→ **GIVEN PASSAGE**

-- begin --

Case Law Details
MIRC Electronics Ltd. Vs Commissioner of Customs (CESTAT Mumbai)
CESTAT Mumbai held that imposing late fee charges on filing of new Bill of Entry, as old Bill of Entry got purged and erased in ICEGATE, is unsustainable in law.
Facts- Goods imported arrived at Nhava Sheva under IGM No. 2235149 on dated 24.09.2019. Bill of Entry No. 5051519 was filed on the next day i.e. on 25.09.2019 through ICEGATE System maintained by the Respondent-Department and required fee in the form of BCD and SWS of Rs.66,846/- was debited through MEIS scrip.
No challan got generated in the system for which after a couple of days Appellant tried to ascertain the reason and observed that Bill of Entry got purged before payment of duty through IGST. Accordingly, Appellant requested to the concerned Deputy Commissioner of Customs to retrieve the Bill of Entry but Department informed them in writing that such retrieval is not possible from the system.
Appellant was also informed that a fresh Bill of Entry was required to be filed and accordingly it did the same on 02.12.2019 but the same resulted in imposition of late fee. Appellant requested through several letters for waiver of late fee charges but received back reply from the Assistant Commissioner to the effect that their request was rejected as the late fee was leviable u/s. 46(3) of the Customs Act, 1962 for filing Bill of Entry after the specified period and there would be no waiver of late fee. Being aggrieved, an appeal before the Commissioner of Customs (Appeals) was filed, who also refused relief to the Appellant. Hence the appeal.

-- end --

→ **WORK TO BE COMPLETED**
Proceed with the case summary on late fees for the refiled Bill of Entry, starting after its last sentence.

→ **DATA EXTRACT**
-- begin --

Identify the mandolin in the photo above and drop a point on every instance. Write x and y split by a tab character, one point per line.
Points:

-- end --

→ **THE ANSWER**
Conclusion- This is a fit case where the second respondent ought to have exercised the discretion judiciously by granting waiver as this is a case where petitioner had not filed a fresh Bill of Entry for the first time but has filed a new Bill of Entry as the old Bill of Entry got purged and was erased in the ICEGATE. The provisions of the Customs Act and the Bill of Entry (Electronic Integrated Declaration and Paperless Processing) Regulations, 2018 does not contemplate purging of the Bill of Entry. In fact, the expression purging is neither found in the Act nor in the aforesaid Regulation. Therefore, question of imposing late fee charges merely because an importer files a second Bill of Entry on account of the factors mentioned above would not justify the levy of late fee charges on the petitioner.
FULL TEXT OF THE CESTAT MUMBAI ORDER
Imposition of late fee of Rs.2,26,437/-, i.e. equivalent to duty of the imported goods, under Section 46(3) of the Customs Act, 1962 for filing of Bill of Entry after the stipulated time and its confirmation by the Commissioner of Customs (Appeals), Mumbai-II, JNCH, Nhava Sheva on 27.05.2022 vide above referred order is assailed in this appeal.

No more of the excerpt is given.